* Material for this exercise *
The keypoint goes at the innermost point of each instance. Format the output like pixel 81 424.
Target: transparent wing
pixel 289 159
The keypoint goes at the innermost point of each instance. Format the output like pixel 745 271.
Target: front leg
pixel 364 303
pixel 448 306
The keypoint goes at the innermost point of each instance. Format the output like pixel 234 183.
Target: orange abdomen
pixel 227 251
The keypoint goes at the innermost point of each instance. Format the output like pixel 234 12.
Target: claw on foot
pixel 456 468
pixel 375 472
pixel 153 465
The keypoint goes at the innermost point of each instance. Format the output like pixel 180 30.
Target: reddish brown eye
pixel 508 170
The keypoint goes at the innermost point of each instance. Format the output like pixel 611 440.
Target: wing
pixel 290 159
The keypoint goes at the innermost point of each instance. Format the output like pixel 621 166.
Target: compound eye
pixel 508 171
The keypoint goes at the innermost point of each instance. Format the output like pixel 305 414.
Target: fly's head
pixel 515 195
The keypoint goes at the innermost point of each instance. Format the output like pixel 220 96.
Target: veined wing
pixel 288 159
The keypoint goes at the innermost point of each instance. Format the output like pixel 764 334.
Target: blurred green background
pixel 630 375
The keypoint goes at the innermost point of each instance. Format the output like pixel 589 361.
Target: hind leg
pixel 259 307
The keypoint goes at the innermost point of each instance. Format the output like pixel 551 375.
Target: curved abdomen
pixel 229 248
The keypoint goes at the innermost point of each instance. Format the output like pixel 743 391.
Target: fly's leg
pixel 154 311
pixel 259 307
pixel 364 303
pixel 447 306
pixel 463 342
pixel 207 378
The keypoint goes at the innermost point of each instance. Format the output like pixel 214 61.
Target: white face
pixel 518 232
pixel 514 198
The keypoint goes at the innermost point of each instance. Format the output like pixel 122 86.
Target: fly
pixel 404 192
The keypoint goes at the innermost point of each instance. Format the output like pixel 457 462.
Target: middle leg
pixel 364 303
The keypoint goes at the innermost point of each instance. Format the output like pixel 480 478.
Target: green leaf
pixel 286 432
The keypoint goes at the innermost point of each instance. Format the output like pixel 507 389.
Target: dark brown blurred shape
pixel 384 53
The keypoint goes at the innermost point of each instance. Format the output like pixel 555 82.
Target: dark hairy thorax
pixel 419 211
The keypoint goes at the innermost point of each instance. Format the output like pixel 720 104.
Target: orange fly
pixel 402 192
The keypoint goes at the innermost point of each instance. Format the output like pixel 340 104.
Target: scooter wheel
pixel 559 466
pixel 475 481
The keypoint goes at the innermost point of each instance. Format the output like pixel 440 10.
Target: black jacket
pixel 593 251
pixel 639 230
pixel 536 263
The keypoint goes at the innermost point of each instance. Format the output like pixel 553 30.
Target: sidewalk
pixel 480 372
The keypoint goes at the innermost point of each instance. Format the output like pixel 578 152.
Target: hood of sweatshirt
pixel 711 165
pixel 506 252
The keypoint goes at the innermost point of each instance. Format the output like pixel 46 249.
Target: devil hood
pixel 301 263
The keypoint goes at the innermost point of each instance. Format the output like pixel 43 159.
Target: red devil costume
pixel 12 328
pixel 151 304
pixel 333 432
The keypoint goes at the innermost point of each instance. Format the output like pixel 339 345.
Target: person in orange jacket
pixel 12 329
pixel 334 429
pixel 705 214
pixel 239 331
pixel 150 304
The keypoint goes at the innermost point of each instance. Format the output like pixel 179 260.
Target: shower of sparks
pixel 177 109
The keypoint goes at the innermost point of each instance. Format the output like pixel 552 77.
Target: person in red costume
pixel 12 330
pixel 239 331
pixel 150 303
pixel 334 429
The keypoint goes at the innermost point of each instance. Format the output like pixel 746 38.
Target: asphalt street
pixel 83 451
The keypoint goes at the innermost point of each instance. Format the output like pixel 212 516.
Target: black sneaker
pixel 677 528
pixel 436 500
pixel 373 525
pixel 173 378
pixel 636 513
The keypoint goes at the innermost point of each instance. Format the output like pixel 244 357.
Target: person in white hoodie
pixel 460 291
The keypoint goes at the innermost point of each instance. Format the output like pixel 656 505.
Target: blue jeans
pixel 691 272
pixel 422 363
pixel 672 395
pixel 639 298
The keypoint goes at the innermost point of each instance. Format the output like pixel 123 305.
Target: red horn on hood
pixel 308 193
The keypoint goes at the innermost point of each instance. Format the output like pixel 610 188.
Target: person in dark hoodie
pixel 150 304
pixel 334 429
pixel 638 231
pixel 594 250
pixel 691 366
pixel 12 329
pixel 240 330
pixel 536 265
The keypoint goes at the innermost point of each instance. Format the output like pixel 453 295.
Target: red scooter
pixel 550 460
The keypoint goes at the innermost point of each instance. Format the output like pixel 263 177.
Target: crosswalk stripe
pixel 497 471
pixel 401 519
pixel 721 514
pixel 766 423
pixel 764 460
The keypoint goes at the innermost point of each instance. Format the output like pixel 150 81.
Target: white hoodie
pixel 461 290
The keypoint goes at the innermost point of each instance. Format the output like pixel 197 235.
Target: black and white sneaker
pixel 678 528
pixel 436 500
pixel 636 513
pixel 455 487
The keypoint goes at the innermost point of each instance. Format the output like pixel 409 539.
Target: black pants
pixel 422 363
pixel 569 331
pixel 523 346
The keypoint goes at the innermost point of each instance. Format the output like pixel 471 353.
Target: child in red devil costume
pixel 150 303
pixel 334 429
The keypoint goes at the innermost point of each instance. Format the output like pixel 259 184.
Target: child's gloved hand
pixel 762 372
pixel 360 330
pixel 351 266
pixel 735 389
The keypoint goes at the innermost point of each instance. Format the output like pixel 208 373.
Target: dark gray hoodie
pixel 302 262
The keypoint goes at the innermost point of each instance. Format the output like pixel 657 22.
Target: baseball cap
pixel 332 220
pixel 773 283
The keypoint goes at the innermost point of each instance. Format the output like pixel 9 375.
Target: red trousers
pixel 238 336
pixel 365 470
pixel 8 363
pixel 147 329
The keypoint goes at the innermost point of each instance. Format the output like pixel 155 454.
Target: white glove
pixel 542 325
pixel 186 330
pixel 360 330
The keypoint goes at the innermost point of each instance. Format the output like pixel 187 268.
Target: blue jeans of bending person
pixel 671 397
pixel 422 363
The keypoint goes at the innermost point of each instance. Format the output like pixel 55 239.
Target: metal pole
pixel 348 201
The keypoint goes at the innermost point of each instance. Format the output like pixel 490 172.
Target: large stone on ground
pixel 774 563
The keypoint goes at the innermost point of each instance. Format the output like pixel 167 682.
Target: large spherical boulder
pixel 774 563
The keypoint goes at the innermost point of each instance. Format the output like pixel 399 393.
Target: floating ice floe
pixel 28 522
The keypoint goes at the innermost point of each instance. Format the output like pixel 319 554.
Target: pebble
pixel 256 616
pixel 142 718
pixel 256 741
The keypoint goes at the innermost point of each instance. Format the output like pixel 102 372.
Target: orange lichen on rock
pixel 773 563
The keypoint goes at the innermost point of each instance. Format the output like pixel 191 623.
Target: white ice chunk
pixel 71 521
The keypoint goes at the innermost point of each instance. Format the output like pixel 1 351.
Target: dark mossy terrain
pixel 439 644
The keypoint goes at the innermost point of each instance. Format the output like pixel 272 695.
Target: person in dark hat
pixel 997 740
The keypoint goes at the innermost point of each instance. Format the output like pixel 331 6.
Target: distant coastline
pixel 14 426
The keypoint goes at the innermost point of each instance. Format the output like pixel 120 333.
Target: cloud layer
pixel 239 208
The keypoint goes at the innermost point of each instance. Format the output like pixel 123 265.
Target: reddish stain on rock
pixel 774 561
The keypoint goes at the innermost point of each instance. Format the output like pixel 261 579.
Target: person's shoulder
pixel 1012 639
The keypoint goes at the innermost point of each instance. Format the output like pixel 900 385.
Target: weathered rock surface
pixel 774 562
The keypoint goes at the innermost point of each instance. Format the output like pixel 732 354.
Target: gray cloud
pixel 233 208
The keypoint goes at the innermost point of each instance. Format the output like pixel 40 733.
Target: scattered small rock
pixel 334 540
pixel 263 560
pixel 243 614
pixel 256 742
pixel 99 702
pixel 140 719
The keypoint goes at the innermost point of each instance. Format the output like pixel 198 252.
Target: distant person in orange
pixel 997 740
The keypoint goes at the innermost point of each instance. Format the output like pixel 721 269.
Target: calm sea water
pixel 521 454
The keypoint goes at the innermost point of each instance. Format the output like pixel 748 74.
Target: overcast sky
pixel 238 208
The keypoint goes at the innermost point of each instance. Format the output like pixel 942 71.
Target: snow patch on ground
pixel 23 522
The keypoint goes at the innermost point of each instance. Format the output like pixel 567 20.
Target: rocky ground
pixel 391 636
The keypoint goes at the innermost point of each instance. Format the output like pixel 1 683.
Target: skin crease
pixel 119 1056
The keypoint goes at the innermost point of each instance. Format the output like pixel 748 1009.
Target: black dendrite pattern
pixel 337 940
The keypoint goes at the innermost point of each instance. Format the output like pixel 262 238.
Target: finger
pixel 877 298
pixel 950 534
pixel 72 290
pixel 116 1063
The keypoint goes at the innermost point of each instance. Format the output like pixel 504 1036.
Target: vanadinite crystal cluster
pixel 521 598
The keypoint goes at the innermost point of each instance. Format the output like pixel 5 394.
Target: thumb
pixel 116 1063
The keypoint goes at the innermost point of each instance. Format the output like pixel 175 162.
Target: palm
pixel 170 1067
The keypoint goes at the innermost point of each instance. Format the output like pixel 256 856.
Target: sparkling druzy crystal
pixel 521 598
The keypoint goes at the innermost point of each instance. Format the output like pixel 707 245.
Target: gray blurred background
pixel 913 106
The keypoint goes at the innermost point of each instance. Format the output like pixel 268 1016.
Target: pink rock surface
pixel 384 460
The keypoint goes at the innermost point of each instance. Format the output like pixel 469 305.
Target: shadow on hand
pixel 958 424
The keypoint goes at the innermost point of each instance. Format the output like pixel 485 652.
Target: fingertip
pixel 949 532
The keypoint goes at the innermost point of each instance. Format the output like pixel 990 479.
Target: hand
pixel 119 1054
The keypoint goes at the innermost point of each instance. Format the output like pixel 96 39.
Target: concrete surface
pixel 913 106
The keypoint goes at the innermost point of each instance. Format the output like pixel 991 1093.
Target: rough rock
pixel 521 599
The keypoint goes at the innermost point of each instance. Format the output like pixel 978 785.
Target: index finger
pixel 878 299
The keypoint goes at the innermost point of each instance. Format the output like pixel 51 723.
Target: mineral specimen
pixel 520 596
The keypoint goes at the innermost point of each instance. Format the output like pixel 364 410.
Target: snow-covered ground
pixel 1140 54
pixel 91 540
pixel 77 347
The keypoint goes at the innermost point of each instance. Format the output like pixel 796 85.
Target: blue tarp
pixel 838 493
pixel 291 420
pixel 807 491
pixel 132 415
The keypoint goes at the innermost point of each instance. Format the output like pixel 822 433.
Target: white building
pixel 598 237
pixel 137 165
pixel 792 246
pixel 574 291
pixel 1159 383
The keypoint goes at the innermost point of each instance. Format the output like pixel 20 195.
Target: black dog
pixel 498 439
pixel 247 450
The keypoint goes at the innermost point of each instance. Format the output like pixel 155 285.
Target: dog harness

* Your goal *
Give the part of the material that opens with the line containing "pixel 120 333." and closes with the line containing "pixel 233 208" as a JSON list of strings, one string per line, with blank lines left out.

* Written response *
[
  "The keypoint goes at the innermost point of each instance. Format the output like pixel 120 333.",
  "Target: cloud layer",
  "pixel 239 208",
  "The keypoint goes at the innermost point of each instance. Format the output like pixel 123 265.",
  "Target: reddish stain on rock",
  "pixel 774 561",
  "The keypoint goes at the innermost point of each instance. Format the output like pixel 261 579.",
  "Target: person's shoulder",
  "pixel 1012 639",
  "The keypoint goes at the innermost point of each instance. Format the output like pixel 900 385.",
  "Target: weathered rock surface",
  "pixel 774 562",
  "The keypoint goes at the innermost point of each instance. Format the output like pixel 732 354.",
  "Target: gray cloud",
  "pixel 233 208"
]